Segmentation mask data

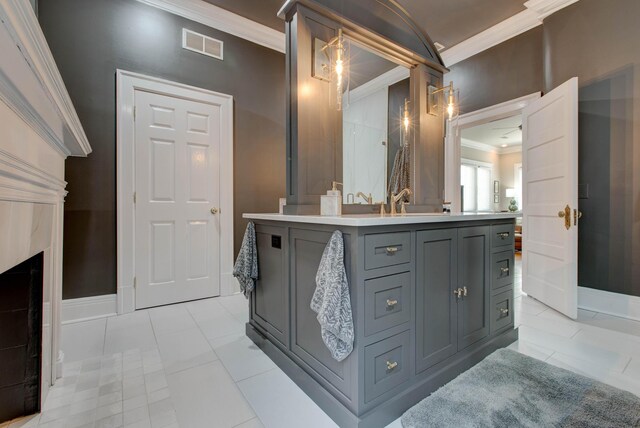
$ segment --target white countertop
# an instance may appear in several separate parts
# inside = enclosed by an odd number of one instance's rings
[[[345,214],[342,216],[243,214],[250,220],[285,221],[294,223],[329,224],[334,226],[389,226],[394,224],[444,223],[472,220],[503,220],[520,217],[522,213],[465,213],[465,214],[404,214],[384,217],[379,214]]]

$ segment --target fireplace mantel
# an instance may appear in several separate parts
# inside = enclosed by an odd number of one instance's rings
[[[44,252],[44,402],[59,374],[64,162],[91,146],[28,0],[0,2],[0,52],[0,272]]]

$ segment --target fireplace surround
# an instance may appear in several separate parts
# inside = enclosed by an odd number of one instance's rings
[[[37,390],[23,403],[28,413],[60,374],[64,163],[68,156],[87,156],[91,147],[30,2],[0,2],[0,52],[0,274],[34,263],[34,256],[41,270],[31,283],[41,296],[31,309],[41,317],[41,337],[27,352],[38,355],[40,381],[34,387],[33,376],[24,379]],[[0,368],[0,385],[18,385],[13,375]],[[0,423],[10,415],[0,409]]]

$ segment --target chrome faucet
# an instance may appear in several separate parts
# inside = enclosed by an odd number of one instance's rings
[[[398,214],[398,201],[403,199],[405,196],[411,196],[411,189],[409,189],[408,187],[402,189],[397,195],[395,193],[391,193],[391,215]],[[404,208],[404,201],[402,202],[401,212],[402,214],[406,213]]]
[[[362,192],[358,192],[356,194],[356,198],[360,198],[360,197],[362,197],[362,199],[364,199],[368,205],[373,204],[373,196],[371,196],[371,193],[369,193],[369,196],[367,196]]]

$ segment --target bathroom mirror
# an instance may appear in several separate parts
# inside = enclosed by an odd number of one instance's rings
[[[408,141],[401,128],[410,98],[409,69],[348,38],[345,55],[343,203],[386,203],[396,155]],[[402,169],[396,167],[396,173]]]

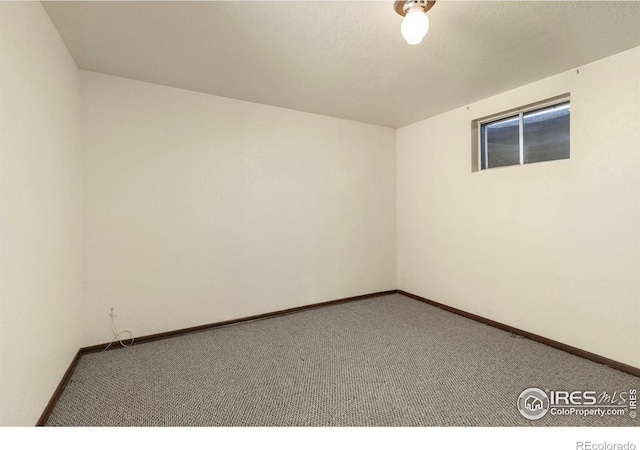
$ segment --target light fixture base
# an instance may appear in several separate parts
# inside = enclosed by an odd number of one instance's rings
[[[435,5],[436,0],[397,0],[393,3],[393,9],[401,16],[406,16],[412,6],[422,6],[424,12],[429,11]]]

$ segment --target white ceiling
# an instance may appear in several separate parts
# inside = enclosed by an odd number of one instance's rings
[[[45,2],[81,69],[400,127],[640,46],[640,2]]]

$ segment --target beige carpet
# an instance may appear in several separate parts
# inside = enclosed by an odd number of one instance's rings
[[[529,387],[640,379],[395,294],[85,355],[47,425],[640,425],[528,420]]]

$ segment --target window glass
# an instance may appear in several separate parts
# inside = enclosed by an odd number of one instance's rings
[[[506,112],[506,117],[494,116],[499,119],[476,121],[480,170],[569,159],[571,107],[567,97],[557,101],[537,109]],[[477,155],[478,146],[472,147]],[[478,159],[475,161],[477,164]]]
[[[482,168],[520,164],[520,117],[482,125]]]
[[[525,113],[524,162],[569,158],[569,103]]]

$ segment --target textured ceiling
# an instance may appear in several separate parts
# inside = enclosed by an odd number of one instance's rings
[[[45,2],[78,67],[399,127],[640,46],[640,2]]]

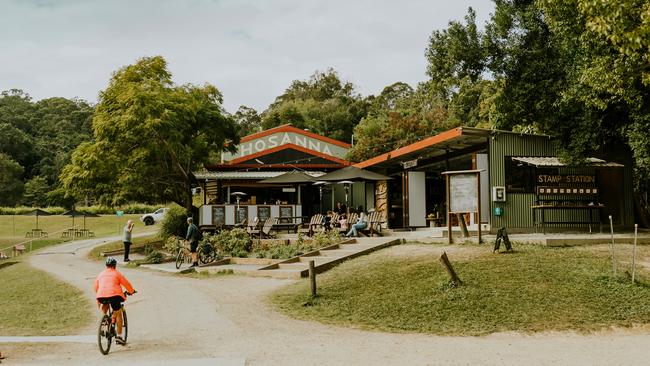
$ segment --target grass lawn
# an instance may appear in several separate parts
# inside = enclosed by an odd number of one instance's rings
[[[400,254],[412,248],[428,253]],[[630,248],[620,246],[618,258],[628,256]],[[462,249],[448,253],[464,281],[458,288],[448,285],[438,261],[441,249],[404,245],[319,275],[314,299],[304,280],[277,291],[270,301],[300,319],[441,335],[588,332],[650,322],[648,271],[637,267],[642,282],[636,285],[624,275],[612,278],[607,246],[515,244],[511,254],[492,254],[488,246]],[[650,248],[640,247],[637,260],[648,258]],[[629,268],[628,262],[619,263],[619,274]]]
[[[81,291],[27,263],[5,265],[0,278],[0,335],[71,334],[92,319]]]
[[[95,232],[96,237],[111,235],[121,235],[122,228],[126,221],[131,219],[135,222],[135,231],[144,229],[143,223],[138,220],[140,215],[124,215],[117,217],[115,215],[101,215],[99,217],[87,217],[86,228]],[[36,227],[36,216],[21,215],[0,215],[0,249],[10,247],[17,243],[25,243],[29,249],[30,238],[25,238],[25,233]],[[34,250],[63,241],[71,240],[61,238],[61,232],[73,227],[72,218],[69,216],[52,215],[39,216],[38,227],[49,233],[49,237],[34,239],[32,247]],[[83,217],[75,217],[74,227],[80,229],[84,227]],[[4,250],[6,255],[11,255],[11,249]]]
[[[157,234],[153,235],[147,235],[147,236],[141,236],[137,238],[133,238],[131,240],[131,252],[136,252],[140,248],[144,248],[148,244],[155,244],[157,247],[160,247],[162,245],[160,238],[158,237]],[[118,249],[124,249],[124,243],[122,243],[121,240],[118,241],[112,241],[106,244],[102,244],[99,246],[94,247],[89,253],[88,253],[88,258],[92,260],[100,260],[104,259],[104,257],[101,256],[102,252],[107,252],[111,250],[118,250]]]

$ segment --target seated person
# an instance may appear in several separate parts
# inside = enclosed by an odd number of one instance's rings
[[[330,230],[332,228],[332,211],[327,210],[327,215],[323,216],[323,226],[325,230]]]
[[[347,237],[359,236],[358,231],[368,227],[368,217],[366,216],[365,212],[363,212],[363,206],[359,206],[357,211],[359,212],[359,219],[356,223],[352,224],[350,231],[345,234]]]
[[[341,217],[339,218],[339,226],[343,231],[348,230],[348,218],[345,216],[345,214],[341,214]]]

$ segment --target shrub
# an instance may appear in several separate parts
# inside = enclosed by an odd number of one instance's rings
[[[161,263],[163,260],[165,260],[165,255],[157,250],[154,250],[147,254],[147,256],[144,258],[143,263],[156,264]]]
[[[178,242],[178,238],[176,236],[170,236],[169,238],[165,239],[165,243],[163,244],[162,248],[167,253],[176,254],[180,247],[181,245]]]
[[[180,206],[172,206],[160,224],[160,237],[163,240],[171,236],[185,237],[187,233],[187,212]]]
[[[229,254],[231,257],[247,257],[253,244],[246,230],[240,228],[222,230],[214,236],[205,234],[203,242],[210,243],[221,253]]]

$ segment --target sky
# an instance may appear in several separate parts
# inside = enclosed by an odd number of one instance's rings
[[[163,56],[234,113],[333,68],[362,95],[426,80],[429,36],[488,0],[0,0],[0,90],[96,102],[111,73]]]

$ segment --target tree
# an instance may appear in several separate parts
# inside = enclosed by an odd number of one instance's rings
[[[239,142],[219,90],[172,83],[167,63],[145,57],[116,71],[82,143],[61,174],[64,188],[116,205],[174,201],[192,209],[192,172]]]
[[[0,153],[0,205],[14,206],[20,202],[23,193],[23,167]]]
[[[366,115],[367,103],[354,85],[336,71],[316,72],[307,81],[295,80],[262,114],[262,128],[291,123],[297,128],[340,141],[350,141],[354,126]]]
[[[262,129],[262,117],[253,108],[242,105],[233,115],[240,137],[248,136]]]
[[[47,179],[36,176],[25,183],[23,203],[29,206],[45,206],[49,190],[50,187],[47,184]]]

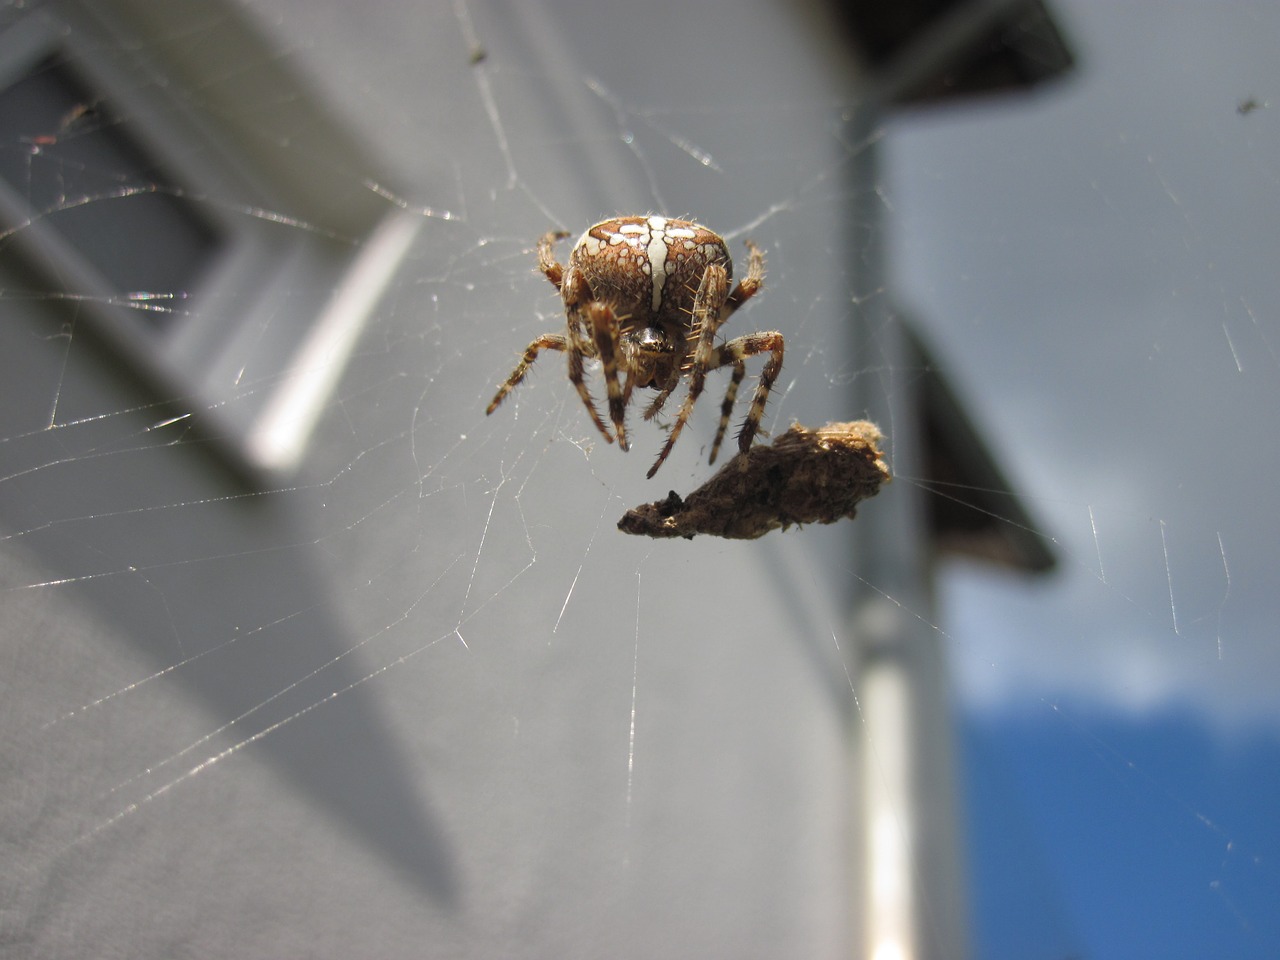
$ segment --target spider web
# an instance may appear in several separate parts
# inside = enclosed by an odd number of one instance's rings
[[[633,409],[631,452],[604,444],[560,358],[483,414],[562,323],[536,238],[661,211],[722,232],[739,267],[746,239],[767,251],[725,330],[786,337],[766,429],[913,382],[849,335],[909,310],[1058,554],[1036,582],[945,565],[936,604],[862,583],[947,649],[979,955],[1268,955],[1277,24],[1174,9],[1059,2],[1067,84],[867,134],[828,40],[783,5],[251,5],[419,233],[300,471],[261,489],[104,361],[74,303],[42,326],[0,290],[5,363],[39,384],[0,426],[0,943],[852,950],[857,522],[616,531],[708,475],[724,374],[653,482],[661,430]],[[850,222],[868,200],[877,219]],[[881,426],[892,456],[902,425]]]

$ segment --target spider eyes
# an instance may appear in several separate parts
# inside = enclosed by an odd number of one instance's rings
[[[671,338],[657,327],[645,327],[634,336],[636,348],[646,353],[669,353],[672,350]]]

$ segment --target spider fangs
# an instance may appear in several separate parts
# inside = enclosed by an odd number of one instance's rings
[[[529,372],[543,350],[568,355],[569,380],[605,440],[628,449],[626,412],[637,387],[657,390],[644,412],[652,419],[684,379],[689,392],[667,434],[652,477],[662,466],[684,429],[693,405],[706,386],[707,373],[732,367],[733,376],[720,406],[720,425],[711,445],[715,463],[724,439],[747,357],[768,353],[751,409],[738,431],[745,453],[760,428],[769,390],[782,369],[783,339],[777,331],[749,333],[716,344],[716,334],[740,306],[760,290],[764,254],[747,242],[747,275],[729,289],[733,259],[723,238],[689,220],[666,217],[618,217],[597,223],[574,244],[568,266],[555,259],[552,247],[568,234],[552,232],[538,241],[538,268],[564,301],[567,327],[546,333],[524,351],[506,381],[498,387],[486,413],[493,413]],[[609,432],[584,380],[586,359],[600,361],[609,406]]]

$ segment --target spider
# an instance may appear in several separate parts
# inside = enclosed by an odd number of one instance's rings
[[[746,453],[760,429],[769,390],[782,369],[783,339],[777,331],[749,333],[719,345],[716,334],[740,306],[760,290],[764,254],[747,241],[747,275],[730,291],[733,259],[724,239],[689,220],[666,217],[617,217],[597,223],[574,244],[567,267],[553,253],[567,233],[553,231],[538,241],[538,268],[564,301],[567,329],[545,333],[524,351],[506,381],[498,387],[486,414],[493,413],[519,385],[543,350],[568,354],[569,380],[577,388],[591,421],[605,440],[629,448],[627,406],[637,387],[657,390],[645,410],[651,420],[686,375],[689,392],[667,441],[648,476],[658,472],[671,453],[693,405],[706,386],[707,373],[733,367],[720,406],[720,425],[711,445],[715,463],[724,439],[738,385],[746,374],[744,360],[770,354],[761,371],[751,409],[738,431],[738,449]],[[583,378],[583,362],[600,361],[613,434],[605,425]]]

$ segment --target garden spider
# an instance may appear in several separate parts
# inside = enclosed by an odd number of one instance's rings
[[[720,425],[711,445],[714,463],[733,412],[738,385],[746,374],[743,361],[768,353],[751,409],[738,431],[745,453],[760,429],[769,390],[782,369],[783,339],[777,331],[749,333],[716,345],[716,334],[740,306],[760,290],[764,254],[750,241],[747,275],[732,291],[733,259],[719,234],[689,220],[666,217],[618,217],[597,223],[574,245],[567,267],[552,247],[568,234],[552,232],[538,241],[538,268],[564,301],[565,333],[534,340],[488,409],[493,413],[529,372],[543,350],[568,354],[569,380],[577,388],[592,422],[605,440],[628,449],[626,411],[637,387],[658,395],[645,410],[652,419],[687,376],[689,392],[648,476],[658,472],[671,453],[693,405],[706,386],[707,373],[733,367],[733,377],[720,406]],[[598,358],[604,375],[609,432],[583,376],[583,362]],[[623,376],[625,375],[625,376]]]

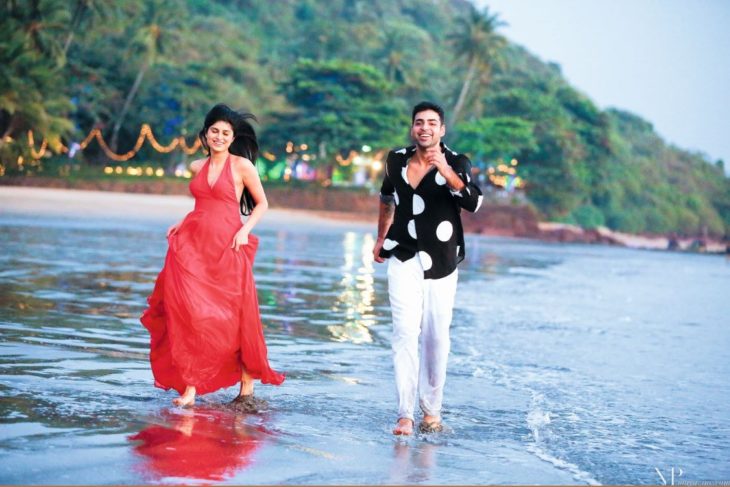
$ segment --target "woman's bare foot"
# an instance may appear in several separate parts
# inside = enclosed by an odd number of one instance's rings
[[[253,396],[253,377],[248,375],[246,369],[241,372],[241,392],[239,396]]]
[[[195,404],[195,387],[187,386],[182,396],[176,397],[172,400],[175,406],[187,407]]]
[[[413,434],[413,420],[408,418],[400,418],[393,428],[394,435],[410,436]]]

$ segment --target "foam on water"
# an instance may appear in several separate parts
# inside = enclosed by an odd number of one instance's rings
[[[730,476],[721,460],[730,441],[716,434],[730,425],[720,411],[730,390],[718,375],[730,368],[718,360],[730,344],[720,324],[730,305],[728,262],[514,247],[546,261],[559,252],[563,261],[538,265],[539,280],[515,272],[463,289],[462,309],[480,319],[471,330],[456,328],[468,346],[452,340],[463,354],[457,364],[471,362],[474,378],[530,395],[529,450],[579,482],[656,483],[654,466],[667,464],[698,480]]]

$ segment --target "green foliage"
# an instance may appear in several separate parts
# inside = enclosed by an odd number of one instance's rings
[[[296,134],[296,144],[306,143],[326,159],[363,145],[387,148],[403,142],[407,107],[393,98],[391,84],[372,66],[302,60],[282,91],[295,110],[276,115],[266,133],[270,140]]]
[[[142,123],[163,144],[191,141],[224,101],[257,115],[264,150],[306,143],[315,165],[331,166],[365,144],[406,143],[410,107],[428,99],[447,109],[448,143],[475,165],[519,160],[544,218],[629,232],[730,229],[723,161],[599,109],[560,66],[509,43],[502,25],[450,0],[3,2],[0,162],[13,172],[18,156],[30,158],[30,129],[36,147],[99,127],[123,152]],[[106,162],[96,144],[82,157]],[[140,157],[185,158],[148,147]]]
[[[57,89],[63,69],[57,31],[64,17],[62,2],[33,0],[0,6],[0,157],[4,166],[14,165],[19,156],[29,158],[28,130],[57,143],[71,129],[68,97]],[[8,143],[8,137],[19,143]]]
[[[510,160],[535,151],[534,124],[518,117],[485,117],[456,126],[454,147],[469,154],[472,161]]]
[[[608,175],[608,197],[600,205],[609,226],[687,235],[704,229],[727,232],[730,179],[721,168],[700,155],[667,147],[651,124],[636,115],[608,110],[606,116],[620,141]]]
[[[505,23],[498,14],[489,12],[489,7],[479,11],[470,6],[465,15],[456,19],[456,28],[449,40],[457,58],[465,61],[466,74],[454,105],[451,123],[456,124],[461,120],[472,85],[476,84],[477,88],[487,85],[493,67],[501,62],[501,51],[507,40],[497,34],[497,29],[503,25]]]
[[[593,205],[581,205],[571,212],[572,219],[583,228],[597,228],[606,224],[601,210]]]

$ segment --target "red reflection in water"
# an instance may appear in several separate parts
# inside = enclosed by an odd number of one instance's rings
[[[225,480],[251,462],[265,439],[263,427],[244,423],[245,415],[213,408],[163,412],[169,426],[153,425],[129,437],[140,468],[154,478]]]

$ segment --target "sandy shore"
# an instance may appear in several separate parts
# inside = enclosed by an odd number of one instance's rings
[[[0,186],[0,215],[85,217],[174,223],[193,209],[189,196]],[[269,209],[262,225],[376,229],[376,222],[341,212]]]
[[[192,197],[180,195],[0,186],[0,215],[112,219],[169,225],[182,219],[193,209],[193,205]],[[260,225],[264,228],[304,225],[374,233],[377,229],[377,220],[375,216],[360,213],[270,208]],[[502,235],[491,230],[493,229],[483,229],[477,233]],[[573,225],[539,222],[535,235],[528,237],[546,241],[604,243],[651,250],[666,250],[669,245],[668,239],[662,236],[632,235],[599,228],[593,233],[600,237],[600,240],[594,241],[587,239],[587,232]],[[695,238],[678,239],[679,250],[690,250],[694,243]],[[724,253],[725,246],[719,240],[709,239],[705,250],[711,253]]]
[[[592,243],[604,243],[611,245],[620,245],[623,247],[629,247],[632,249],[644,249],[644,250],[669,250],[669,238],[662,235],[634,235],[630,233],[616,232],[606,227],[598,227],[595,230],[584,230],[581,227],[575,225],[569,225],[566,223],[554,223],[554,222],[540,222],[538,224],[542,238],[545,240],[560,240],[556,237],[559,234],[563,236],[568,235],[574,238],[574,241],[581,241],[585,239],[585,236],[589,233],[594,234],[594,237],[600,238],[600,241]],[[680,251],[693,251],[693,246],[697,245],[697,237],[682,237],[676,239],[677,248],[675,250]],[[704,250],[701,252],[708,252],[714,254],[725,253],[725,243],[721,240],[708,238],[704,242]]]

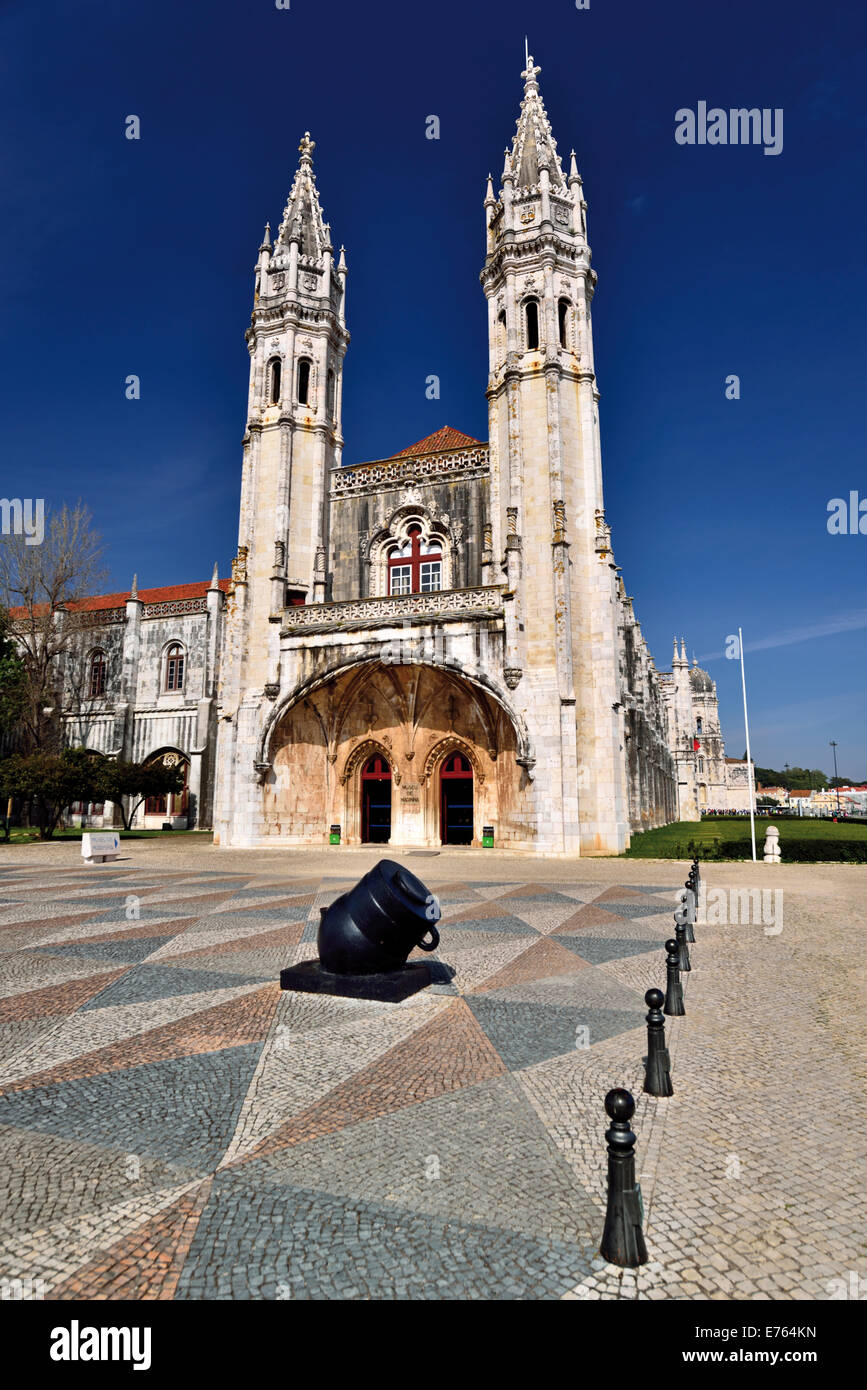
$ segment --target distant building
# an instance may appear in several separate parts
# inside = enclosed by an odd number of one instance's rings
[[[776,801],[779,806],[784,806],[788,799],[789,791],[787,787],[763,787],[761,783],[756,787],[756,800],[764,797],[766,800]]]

Problem details: Copy every line of the data that holds the string "spider".

Result below:
$ segment --target spider web
$ segment --target spider eyes
$ segment --target spider fangs
$ segment --target spider
$ segment --target garden spider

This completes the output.